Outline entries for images
* BEGIN *

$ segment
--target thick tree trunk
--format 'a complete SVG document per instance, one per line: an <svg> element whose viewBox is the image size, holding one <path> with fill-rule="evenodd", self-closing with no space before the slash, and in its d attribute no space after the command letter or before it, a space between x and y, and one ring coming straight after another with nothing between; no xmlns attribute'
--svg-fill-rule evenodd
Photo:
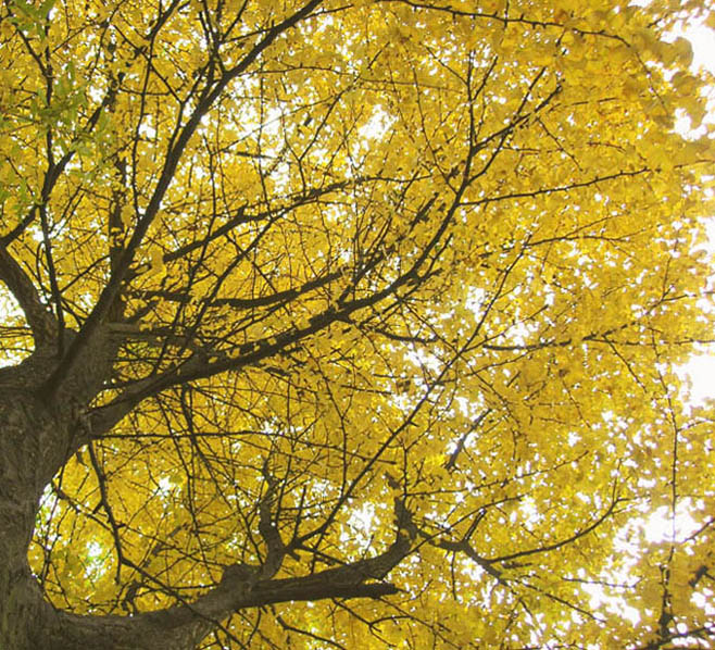
<svg viewBox="0 0 715 650"><path fill-rule="evenodd" d="M58 470L83 443L75 399L48 404L38 386L57 364L40 350L23 363L0 368L0 648L45 649L45 632L54 610L42 597L27 563L40 499ZM96 374L85 372L70 387L88 402ZM86 442L86 440L84 440ZM65 646L70 648L70 646Z"/></svg>
<svg viewBox="0 0 715 650"><path fill-rule="evenodd" d="M13 378L18 389L0 388L0 647L34 650L47 605L30 575L27 548L51 477L46 454L57 442L48 439L52 418L28 397L21 377Z"/></svg>
<svg viewBox="0 0 715 650"><path fill-rule="evenodd" d="M227 567L233 571L214 589L163 611L83 616L55 610L32 575L27 550L46 486L92 438L85 414L110 375L111 364L102 362L111 359L110 351L109 345L88 348L81 372L66 376L51 401L41 387L57 366L53 353L36 352L0 368L0 650L193 650L241 609L397 591L381 579L411 548L402 533L379 555L303 577L273 579L279 561L272 568ZM263 530L266 543L285 552L271 533Z"/></svg>

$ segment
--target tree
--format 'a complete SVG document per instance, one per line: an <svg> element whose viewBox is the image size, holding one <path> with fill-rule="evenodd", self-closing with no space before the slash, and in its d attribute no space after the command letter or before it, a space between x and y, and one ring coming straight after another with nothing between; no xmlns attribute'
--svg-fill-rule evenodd
<svg viewBox="0 0 715 650"><path fill-rule="evenodd" d="M710 8L1 12L2 648L715 647Z"/></svg>

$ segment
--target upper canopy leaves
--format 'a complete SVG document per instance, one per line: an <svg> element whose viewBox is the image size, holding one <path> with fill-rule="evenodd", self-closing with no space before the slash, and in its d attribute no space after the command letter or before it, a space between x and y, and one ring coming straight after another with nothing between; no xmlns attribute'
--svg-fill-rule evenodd
<svg viewBox="0 0 715 650"><path fill-rule="evenodd" d="M52 401L112 358L47 597L264 580L197 601L205 648L712 643L712 414L674 372L712 342L710 79L668 36L707 11L8 0L5 359L57 353ZM273 604L328 568L400 591Z"/></svg>

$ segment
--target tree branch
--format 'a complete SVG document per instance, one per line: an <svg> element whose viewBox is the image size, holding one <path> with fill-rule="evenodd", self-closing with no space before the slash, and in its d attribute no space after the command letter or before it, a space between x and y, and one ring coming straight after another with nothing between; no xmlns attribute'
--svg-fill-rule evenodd
<svg viewBox="0 0 715 650"><path fill-rule="evenodd" d="M42 304L33 280L5 248L0 248L0 280L23 310L35 345L38 348L48 346L57 336L57 322Z"/></svg>

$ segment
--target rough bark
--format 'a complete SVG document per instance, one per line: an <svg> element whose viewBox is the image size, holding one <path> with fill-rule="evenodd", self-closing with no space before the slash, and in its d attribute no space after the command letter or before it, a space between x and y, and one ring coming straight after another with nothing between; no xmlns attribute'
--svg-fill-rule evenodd
<svg viewBox="0 0 715 650"><path fill-rule="evenodd" d="M397 592L381 580L410 551L414 536L404 530L372 559L302 577L269 579L287 551L277 534L267 530L266 497L261 533L272 548L269 563L228 567L214 589L191 603L163 611L83 616L55 610L30 573L27 549L46 486L92 437L87 409L111 374L114 351L110 339L100 335L83 352L79 370L66 375L51 400L41 390L43 378L61 363L51 348L42 348L15 367L0 368L0 648L192 650L240 609Z"/></svg>

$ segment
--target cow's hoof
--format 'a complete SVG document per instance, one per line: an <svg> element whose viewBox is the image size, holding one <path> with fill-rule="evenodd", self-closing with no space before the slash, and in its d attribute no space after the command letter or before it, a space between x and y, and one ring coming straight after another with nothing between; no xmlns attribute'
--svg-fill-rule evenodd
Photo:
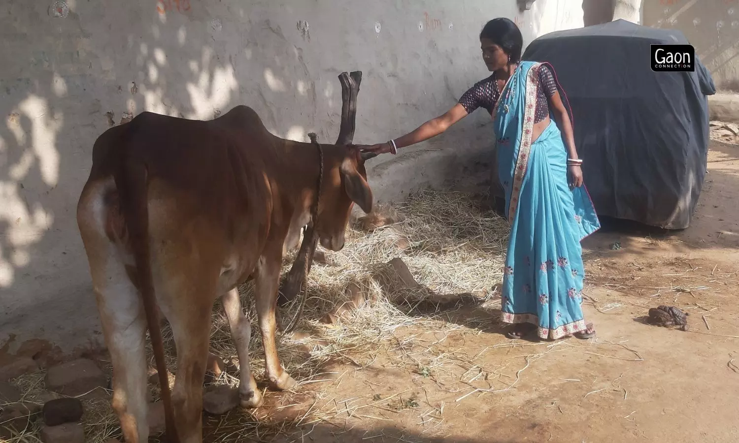
<svg viewBox="0 0 739 443"><path fill-rule="evenodd" d="M262 408L265 404L265 399L259 391L252 391L247 394L241 394L241 407L245 409L254 409Z"/></svg>
<svg viewBox="0 0 739 443"><path fill-rule="evenodd" d="M270 377L270 385L279 391L290 391L298 387L298 382L295 381L290 374L283 371L279 377Z"/></svg>

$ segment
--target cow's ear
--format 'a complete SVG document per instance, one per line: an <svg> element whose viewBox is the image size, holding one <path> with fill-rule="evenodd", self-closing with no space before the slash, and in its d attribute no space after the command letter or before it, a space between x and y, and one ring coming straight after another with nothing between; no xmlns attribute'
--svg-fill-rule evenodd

* END *

_What needs to be done_
Could you output every line of the records above as a numbered list, dropping the blank lines and leaving out the pictures?

_Exercise answer_
1. $ segment
2. --target thick tree trunk
3. --format 'a complete SVG document per instance, one per line: an <svg> element whose viewBox is the image size, holding one <path> with fill-rule="evenodd", self-closing with no space before the slash, and in its d attribute no space after the command letter or before it, a space between x and y, and one ring coming straight after another with nothing between; no xmlns attribute'
4. --svg-fill-rule evenodd
5. Photo:
6. <svg viewBox="0 0 715 650"><path fill-rule="evenodd" d="M58 470L83 443L75 399L48 404L38 386L57 364L40 350L23 363L0 368L0 648L45 649L45 632L54 610L42 597L27 563L40 499ZM96 374L85 372L70 387L88 402ZM86 442L86 440L84 440ZM65 646L70 648L70 646Z"/></svg>
7. <svg viewBox="0 0 715 650"><path fill-rule="evenodd" d="M13 378L18 389L0 388L0 647L34 650L47 605L30 575L27 548L51 477L46 454L57 442L48 439L52 418L28 397L21 377Z"/></svg>
8. <svg viewBox="0 0 715 650"><path fill-rule="evenodd" d="M227 567L233 571L214 589L163 611L83 616L55 610L32 575L27 550L46 486L92 438L85 414L110 375L111 364L102 362L111 359L110 351L109 345L88 348L81 372L66 376L51 401L41 387L57 366L53 353L36 352L0 368L0 650L193 650L241 609L397 591L381 579L411 548L402 533L379 555L303 577L273 579L279 561L272 568ZM263 530L266 543L285 552L271 533Z"/></svg>
9. $ segment
10. --target tree
11. --format 'a complete SVG document per instance, one per line: an <svg> element whose viewBox is the image size, holding one <path> with fill-rule="evenodd", self-closing with no space before the slash, and in its d attribute no space after the command letter or before it, a space between x and y, and one ring coming straight after another with nothing between; no xmlns attribute'
12. --svg-fill-rule evenodd
13. <svg viewBox="0 0 715 650"><path fill-rule="evenodd" d="M710 8L1 12L2 648L715 647Z"/></svg>
14. $ segment
15. --target upper canopy leaves
16. --format 'a complete SVG document per instance, one per line: an <svg> element whose viewBox is the image size, holding one <path> with fill-rule="evenodd", self-closing with no space before the slash, and in its d attribute no space after the command letter or before it, a space between x and y, and one ring coming straight after another with nothing between; no xmlns attribute'
17. --svg-fill-rule evenodd
18. <svg viewBox="0 0 715 650"><path fill-rule="evenodd" d="M52 401L112 358L47 597L264 580L197 601L205 648L712 643L712 414L674 372L712 342L710 79L668 36L707 11L8 0L5 359L57 353ZM273 604L328 568L400 591Z"/></svg>
19. $ segment
20. --target tree branch
21. --format 'a complete SVG document per instance, one per line: an <svg> element whose viewBox is the image size, holding one <path> with fill-rule="evenodd", self-closing with no space before the slash, and in its d attribute no space after the command letter or before it, a space between x and y, and one ring coming straight after another with nothing between; no xmlns attribute'
22. --svg-fill-rule evenodd
23. <svg viewBox="0 0 715 650"><path fill-rule="evenodd" d="M42 304L33 280L5 248L0 248L0 280L23 310L35 345L38 348L48 346L57 336L57 322Z"/></svg>
24. $ segment
25. --target rough bark
26. --format 'a complete SVG document per instance, one per line: an <svg> element whose viewBox is the image size, holding one <path> with fill-rule="evenodd", self-closing with no space before the slash, and in its d attribute no space after the command letter or before it, a space between x and y, and one ring coming straight after another with nothing between; no xmlns attribute'
27. --svg-fill-rule evenodd
28. <svg viewBox="0 0 715 650"><path fill-rule="evenodd" d="M397 592L381 580L410 551L414 536L404 530L372 559L302 577L269 579L287 551L277 534L267 530L266 497L261 533L272 548L269 563L228 567L214 589L191 603L163 611L83 616L55 610L30 573L27 549L46 486L92 437L87 409L111 374L114 351L110 339L100 335L83 352L79 370L66 375L51 400L41 390L43 378L61 363L51 348L42 348L15 367L0 368L0 648L192 650L240 609Z"/></svg>
29. $ segment
30. --target cow's hoof
31. --format 'a complete SVG document per instance, one per line: an <svg> element whose viewBox is the image size, holding one <path> with fill-rule="evenodd", self-closing with no space before the slash, and in its d attribute no space after the command letter or before it, a space between x and y, and one ring coming straight after another with nothing between; no xmlns attribute'
32. --svg-fill-rule evenodd
33. Photo:
34. <svg viewBox="0 0 739 443"><path fill-rule="evenodd" d="M262 408L265 404L265 399L259 391L252 391L247 394L241 394L241 407L245 409L254 409Z"/></svg>
35. <svg viewBox="0 0 739 443"><path fill-rule="evenodd" d="M270 377L270 385L279 391L290 391L298 387L298 382L295 381L290 374L283 371L279 377Z"/></svg>
36. $ segment
37. --target cow's ear
38. --format 'a complete SVG document per instance, one per line: an <svg> element whose viewBox is the image size, holding one <path> with fill-rule="evenodd", self-closing with no space before the slash, and in its d attribute no space after the command letter or before it, a space between x and y, and one ring coming straight after another with nothing between; no xmlns attribute'
39. --svg-fill-rule evenodd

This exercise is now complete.